Requirement: Copy the rows below word for word, every one of them, without changing anything.

(Excerpts of pointing data)
>> begin

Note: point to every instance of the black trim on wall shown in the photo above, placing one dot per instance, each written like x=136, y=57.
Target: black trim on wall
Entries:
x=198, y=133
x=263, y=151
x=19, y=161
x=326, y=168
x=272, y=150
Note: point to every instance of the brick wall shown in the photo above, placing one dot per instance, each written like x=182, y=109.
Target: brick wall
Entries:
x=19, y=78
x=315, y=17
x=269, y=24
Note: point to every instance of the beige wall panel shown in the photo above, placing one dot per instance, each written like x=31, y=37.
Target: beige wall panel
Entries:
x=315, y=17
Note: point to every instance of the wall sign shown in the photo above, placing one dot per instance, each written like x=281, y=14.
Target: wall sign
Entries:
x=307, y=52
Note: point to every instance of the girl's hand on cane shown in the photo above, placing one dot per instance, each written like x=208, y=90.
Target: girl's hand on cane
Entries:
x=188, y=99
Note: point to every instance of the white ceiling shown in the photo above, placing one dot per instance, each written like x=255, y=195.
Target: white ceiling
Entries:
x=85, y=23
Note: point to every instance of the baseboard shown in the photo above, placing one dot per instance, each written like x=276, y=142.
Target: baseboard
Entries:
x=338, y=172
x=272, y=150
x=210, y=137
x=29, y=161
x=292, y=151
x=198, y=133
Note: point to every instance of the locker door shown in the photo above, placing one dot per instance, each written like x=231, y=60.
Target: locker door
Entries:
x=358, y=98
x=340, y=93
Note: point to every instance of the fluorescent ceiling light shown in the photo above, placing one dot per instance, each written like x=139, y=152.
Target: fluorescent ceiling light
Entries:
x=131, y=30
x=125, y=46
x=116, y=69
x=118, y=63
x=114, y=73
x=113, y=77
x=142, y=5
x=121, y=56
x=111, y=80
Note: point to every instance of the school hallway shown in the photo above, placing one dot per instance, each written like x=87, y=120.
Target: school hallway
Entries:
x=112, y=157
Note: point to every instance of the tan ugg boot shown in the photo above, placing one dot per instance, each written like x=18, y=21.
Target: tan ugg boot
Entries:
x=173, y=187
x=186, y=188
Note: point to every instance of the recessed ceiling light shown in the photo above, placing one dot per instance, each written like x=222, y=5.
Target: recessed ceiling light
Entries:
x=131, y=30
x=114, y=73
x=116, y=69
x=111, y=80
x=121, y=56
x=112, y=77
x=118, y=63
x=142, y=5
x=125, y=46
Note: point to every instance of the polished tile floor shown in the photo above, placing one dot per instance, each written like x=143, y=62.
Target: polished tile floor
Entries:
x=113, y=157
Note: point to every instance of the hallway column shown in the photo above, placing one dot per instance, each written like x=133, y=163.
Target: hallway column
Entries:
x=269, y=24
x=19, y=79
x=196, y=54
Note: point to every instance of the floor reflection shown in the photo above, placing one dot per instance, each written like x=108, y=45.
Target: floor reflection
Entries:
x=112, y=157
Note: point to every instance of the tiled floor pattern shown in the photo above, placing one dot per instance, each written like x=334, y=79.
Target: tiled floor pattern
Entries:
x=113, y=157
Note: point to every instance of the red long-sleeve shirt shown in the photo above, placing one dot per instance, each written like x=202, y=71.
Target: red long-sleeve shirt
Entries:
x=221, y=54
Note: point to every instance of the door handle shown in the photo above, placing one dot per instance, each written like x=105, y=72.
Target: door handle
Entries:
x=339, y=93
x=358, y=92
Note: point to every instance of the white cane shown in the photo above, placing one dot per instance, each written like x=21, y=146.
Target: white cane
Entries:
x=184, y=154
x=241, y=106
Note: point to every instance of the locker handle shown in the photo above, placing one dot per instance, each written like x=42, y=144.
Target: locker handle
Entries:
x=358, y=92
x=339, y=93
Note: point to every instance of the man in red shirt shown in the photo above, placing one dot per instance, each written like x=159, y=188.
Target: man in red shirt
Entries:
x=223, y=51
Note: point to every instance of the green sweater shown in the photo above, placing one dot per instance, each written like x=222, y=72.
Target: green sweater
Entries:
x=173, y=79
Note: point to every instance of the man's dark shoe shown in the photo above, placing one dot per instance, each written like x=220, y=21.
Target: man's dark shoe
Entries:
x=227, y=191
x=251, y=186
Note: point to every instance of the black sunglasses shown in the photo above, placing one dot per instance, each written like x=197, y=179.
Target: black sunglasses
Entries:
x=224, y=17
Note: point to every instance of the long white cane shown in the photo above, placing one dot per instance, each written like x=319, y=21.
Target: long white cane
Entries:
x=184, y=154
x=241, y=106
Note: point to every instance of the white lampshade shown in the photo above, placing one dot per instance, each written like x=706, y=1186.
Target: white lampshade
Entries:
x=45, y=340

>> end

The completed task:
Note: point to every instance of the black trim on wall shown in the photo above, placing one dot per instance, each written like x=136, y=57.
Target: black trim on wall
Entries:
x=198, y=133
x=263, y=151
x=19, y=161
x=326, y=168
x=272, y=150
Note: point to every instance of the brick wall shown in the photo above, placing one dot per instance, each written like x=182, y=109.
Target: brick wall
Entries:
x=19, y=78
x=315, y=17
x=269, y=24
Note: point to every instance of the beige wall panel shown in the photo above, placing one dot per instance, each written like x=31, y=37.
Target: beige wall panel
Entries:
x=315, y=17
Note: point to every instance of the wall sign shown in the photo above, placing one dot per instance, each written like x=281, y=14.
Target: wall sign
Entries:
x=307, y=52
Note: point to every instance of the girl's hand on cane shown in the photo above, placing one dot per instance, each written like x=208, y=90.
Target: girl's hand on cane
Entries:
x=188, y=99
Note: point to every instance of the white ceiling shown in the photo above, placing one dot per instance, each written like x=255, y=195.
Target: white ceiling
Entries:
x=85, y=23
Note: point to every instance of the baseboard shown in the photo above, placing one dot per instance, each written like x=276, y=142.
Target: baseboard
Entries:
x=338, y=172
x=272, y=150
x=210, y=137
x=29, y=161
x=292, y=151
x=198, y=133
Note: point to every instance of the locker door shown in the photo above, placing one dot per instance, each written like x=231, y=60.
Target: locker door
Entries:
x=358, y=98
x=340, y=93
Note: point to every instance of the fluorescent ceiling light shown in the photo above, placing one dot per instance, each written like x=139, y=152.
Target: fluorescent ceiling light
Entries:
x=131, y=30
x=125, y=46
x=116, y=69
x=118, y=63
x=114, y=73
x=113, y=77
x=142, y=5
x=121, y=56
x=111, y=80
Note: point to every instance of the school hallway shown in the photo above, placing one dot per instance, each written like x=87, y=120.
Target: school hallway
Entries:
x=112, y=157
Note: point to every instance of the tan ugg boot shown in the photo above, placing one dot per instance, each written like x=18, y=21.
Target: tan ugg boot
Entries:
x=173, y=187
x=186, y=188
Note: point to every instance of the recessed ceiling light shown in the photo above, placing one dot per instance, each written like x=222, y=5.
Target: recessed ceiling light
Entries:
x=131, y=30
x=114, y=73
x=116, y=69
x=111, y=80
x=121, y=56
x=112, y=77
x=118, y=63
x=142, y=5
x=125, y=46
Note: point to every instance of the polished tile floor shown in the photo above, placing one dot per instance, each written like x=143, y=62.
Target: polished tile floor
Entries:
x=113, y=157
Note: point to every instance of the hallway column shown in the photo above, placing one dot per instance, each written like x=133, y=163.
Target: hallway column
Entries:
x=269, y=24
x=19, y=79
x=196, y=54
Note: point to every instance of the floor reflection shown in the photo above, placing one dot per instance, each written like x=108, y=45.
Target: floor reflection
Entries:
x=112, y=157
Note: point to every instance of the tiled floor pattern shown in the photo above, placing one dot per instance, each written like x=334, y=79.
Target: tiled floor pattern
Entries:
x=113, y=157
Note: point to every instance of the red long-sleeve shirt shown in the photo above, placing one dot per instance, each written like x=202, y=71.
Target: red long-sleeve shirt
Entries:
x=221, y=54
Note: point to every instance of the door handle shown in the photo above, placing one dot per instance, each written like x=105, y=72.
Target: door handle
Entries:
x=339, y=93
x=358, y=92
Note: point to every instance of the white cane shown in the photo above, placing one dot per instance, each written like x=21, y=146.
Target: white cane
Entries:
x=184, y=154
x=241, y=106
Note: point to every instance of the locker handle shown in the photo above, placing one dot per instance, each written like x=42, y=144.
Target: locker handle
Entries:
x=358, y=92
x=339, y=93
Note: point to every instance of the man in red shirt shown in the photo above, placing one dot per instance, each written like x=159, y=188.
Target: man in red shirt
Entries:
x=223, y=51
Note: point to every instance of the green sweater shown in the photo above, placing one dot per instance, each written like x=222, y=72.
Target: green sweater
Entries:
x=173, y=79
Note: point to every instance of the man's dark shoe shown in the photo above, placing one dot per instance, each written like x=220, y=21.
Target: man's dark shoe
Entries:
x=227, y=191
x=251, y=186
Note: point to every instance of the black sunglasses shown in the photo above, placing one dot per instance, each written like x=197, y=179.
Target: black sunglasses
Entries:
x=224, y=17
Note: point to every instance of the long white cane shown in the photo above, placing one dot per instance, each written like x=319, y=21.
Target: long white cane
Entries:
x=184, y=154
x=241, y=106
Note: point to every instance of the white lampshade shown in the photo above, placing one dot per instance, each written like x=706, y=1186.
Target: white lampshade
Entries:
x=45, y=340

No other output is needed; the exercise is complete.